WHAT IS BEING ASKED:
Can you update the rows below by replacing "green soybean" with "edamame pod" wherever it appears, changing nothing else? Leave out the pictures.

+-------+

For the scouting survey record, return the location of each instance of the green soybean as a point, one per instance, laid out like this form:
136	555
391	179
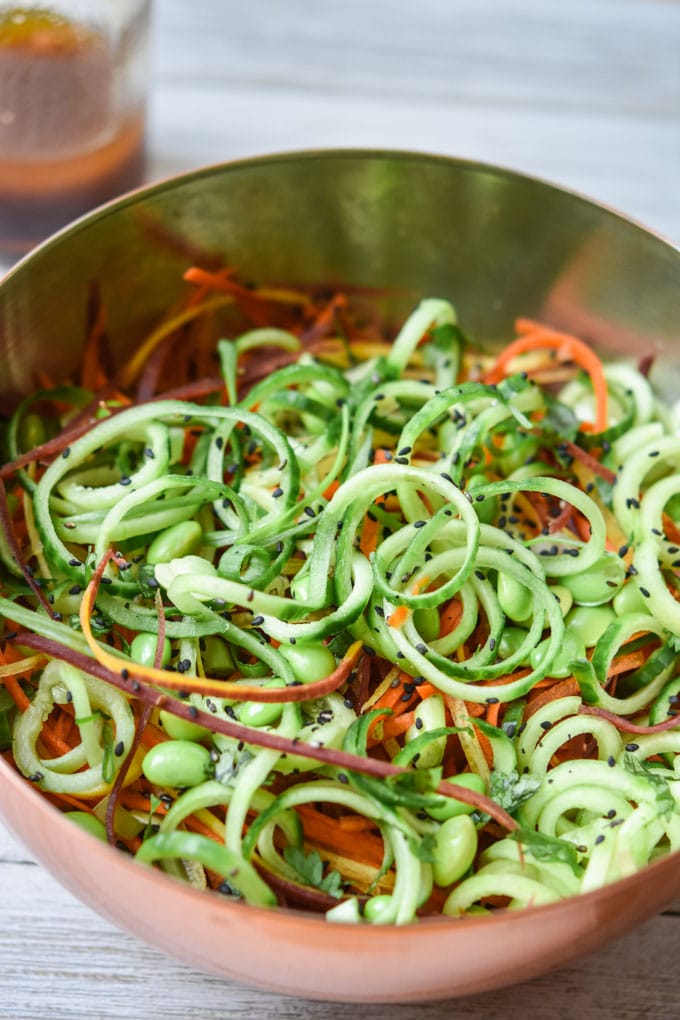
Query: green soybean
177	763
451	808
379	910
564	597
143	650
588	623
261	713
176	541
455	849
309	662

+-------+

FINAL ANSWER:
For the scouting survey record, return the location of each instance of the edamame pod as a point, one per instance, laid out like this form:
136	555
391	179
Query: edamame pod
177	763
451	808
379	910
564	597
143	650
588	623
261	713
176	541
455	849
309	662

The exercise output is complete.